It has not been a good week for Bobby Jindal.
The Louisiana governor not only has had to deal with the flashbacks to his widely panned, Kenneth-the-Page-esque official GOP response to President Obama's 2009 SOTU, thanks to Marco Rubio's "sip slip" this week, but he's also got problems back home.
Two polls in the last week have shown the once-immensely-popular governor slipping significantly in the Pelican State. And for a guy who many expect to be a 2016 presidential candidate, that's much more troubling than a four-year-old YouTube clip.
A poll from GOP pollster Voter/Consumer Research late last week showed Jindal with a 46 percent approval rating, compared to 48 percent disapproval. Perhaps more strikingly, 37 percent of voters strongly disapproved of him -- a very high number given the overall even split.
A poll from Democratic automated pollster Public Policy Polling this week was even worse, with Jindal's approval at just 37 percent, compared to 57 percent disapproval.
Jindal political adviser Timmy Teepell said the polls are a momentary blip on the screen.
"Polls go up and down -- higher and lower based on who's paying for them," Teepell said. "Bobby is focused on creating jobs and growing the economy in Louisiana, and nothing's going stop him from doing that."
Even if you grant that the PPP poll has a Democratic bias, though, the same pollster just two-and-a-half years ago showed Jindal with an approval rating that was 21 points higher than it is now. And Voter/Consumer Research is a GOP pollster (though it was conducting its poll for a health care group).

Records supplied -
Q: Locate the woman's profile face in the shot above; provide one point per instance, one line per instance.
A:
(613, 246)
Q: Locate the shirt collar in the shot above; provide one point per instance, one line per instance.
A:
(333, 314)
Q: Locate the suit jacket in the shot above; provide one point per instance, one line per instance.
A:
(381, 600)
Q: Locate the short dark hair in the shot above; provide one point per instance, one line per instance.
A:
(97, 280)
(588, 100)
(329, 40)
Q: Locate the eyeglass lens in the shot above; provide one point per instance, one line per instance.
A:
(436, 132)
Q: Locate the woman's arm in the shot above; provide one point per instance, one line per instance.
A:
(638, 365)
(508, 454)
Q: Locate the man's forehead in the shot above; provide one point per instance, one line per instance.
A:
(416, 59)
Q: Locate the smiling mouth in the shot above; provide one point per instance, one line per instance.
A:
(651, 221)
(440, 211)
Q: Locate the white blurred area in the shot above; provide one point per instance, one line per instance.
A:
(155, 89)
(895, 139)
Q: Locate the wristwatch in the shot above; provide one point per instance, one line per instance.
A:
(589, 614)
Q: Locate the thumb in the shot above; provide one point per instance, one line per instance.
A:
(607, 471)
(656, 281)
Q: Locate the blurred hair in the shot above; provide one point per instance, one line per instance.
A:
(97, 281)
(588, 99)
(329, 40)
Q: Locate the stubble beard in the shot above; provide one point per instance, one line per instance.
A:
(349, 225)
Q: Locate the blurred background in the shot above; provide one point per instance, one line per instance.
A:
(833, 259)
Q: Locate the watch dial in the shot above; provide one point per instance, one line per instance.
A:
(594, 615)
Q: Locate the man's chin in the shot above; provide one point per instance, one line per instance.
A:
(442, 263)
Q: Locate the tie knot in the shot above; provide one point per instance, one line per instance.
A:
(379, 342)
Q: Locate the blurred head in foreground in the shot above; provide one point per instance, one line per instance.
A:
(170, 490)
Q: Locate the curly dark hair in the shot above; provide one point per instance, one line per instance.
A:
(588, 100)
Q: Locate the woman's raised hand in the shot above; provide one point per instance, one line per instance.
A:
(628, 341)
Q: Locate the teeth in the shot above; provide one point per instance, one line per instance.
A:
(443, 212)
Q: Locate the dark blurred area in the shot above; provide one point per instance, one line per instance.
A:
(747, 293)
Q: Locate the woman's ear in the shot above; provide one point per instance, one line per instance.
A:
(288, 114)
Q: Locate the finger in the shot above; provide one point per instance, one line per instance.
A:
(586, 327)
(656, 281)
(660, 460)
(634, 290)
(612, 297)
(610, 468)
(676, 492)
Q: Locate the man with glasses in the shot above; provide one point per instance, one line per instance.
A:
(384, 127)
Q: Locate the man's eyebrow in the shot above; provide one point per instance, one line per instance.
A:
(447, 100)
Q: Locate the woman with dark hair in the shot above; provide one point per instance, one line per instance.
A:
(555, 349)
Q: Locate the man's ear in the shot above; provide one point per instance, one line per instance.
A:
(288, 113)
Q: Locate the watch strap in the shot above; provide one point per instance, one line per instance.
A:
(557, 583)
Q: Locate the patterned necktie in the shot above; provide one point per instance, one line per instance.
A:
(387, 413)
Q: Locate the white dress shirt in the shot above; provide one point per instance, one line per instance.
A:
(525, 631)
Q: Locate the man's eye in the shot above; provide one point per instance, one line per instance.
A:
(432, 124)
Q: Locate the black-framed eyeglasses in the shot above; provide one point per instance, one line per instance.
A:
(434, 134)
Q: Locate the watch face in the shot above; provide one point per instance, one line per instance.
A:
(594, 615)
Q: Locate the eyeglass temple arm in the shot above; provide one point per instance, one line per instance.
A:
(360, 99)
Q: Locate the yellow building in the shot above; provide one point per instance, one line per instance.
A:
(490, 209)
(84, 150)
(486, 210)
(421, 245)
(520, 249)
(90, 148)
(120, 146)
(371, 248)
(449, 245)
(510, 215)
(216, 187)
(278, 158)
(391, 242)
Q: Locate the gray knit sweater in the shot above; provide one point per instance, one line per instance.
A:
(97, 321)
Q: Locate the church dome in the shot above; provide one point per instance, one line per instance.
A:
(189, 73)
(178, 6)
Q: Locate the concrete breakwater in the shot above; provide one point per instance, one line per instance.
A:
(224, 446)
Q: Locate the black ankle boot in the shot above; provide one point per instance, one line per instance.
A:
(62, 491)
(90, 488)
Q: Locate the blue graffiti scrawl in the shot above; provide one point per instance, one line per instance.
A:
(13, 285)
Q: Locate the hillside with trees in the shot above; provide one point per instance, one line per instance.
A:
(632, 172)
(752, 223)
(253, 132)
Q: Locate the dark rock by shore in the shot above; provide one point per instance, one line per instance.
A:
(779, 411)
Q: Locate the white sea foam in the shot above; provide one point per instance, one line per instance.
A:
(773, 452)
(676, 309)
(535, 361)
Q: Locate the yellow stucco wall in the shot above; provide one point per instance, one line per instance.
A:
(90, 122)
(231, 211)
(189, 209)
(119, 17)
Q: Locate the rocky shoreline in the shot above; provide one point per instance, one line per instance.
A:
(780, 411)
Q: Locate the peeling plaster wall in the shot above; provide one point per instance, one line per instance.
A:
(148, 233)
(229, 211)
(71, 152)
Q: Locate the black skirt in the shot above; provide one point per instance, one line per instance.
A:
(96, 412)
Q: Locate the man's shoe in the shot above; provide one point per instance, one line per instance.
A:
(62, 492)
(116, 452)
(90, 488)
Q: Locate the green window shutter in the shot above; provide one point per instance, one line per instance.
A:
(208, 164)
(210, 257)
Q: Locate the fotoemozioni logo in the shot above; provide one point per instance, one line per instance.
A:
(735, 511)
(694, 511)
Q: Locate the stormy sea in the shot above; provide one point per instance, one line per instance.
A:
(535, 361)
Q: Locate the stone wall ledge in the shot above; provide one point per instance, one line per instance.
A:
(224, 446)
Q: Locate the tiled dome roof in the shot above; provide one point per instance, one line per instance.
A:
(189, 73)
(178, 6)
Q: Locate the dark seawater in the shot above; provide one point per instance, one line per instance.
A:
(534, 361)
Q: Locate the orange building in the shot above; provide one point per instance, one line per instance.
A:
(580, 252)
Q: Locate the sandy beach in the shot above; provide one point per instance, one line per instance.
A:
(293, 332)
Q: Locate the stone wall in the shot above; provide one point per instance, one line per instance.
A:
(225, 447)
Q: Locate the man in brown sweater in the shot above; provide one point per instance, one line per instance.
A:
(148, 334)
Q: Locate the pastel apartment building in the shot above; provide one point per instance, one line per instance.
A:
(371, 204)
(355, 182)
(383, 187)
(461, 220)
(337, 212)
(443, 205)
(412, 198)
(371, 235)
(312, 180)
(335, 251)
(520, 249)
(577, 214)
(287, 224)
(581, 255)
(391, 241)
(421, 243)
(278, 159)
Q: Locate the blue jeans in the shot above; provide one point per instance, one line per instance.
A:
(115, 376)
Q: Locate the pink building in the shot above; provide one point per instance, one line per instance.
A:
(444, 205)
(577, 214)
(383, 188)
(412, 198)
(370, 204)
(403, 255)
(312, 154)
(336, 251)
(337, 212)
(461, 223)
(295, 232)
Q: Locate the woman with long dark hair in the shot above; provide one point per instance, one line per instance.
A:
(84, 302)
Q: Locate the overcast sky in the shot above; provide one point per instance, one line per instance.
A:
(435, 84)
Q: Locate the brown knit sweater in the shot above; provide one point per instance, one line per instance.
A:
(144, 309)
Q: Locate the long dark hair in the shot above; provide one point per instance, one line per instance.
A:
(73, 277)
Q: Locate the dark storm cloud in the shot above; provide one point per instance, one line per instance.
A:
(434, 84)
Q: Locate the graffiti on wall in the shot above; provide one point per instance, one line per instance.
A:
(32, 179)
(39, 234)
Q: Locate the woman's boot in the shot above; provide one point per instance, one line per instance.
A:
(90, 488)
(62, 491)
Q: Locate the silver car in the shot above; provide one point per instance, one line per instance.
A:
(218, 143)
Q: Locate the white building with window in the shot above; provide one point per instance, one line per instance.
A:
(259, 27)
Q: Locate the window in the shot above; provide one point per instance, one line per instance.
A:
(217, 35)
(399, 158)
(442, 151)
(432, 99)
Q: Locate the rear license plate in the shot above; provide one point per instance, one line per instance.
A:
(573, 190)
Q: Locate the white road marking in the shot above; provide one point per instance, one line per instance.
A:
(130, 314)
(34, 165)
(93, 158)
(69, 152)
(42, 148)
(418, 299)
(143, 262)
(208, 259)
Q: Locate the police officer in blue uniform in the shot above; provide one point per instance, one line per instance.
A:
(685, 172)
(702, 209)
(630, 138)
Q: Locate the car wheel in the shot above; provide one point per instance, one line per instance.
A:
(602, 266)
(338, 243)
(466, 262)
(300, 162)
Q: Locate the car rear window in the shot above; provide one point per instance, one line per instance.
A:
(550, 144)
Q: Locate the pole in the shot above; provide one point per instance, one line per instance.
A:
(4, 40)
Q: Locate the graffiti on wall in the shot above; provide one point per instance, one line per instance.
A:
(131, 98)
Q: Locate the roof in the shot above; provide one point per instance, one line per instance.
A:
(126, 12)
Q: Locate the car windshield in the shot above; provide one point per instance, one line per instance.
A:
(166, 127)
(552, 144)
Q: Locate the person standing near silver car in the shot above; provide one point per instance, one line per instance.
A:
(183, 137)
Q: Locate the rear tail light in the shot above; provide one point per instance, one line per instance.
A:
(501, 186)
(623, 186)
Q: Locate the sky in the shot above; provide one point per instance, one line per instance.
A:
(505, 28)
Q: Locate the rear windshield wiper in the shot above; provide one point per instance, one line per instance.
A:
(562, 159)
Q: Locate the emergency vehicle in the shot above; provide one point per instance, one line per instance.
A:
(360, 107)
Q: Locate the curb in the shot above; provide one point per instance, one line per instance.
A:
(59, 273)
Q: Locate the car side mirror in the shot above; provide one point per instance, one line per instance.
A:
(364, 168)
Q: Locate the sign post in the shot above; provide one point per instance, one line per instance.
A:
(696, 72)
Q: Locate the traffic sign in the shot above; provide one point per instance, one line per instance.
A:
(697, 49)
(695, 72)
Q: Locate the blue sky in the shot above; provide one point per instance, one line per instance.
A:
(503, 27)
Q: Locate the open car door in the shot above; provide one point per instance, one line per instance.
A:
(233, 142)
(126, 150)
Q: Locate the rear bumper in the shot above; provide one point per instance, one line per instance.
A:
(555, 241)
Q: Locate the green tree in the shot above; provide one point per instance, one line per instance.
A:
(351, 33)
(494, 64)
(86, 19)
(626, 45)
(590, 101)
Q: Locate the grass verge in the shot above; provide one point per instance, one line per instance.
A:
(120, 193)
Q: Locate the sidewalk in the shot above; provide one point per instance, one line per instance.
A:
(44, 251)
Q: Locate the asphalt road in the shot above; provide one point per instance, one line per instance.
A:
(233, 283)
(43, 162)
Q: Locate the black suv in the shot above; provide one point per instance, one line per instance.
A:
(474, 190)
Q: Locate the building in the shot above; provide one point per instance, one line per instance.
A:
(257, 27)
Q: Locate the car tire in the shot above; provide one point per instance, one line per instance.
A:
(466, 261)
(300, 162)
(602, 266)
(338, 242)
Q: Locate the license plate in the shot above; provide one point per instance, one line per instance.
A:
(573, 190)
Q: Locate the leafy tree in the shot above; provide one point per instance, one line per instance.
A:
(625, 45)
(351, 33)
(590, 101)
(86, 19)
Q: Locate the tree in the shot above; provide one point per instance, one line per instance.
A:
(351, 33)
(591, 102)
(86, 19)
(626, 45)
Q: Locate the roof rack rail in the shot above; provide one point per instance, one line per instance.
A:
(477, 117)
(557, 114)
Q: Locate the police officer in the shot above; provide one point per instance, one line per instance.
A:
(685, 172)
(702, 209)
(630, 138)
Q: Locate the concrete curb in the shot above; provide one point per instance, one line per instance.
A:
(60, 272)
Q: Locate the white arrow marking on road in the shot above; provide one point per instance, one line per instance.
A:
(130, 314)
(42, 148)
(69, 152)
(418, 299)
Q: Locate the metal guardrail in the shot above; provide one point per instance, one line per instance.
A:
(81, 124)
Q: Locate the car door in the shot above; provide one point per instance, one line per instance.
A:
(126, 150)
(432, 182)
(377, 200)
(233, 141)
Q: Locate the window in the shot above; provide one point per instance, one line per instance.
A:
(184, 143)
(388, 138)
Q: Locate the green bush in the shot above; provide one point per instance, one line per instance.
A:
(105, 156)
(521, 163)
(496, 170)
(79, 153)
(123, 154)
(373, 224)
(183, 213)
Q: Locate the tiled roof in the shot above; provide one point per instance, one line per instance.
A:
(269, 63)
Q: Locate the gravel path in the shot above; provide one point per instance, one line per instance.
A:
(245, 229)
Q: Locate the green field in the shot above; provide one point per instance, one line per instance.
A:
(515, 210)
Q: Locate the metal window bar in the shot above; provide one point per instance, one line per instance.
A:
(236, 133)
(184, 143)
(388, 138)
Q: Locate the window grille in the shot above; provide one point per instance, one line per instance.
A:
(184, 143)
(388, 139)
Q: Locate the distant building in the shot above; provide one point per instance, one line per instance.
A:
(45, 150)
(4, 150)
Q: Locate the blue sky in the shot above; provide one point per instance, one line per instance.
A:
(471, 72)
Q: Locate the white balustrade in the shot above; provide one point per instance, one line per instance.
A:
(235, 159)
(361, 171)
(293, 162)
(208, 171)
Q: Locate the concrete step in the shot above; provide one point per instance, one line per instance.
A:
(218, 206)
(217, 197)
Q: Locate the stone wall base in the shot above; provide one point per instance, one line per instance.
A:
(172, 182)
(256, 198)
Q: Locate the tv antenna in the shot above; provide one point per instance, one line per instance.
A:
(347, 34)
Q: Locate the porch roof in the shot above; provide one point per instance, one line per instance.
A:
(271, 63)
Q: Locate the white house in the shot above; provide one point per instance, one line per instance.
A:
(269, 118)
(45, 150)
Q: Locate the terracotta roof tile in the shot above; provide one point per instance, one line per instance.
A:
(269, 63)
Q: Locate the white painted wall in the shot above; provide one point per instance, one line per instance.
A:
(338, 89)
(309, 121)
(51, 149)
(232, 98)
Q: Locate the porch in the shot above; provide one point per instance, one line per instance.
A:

Required actions -
1. Translate this sentence from the article on Bobby Jindal's poll numbers into Spanish: "Jindal political adviser Timmy Teepell said the polls are a momentary blip on the screen."
2. According to the article on Bobby Jindal's poll numbers, why are the two recent polls more troubling for him than the old YouTube clip?

List of answers -
1. Timmy Teepell, asesor político de Jindal, dijo que las encuestas son un parpadeo momentáneo en la pantalla.

2. The polls show the once-immensely-popular governor slipping significantly in Louisiana. That matters more because many people expect him to run for president in 2016.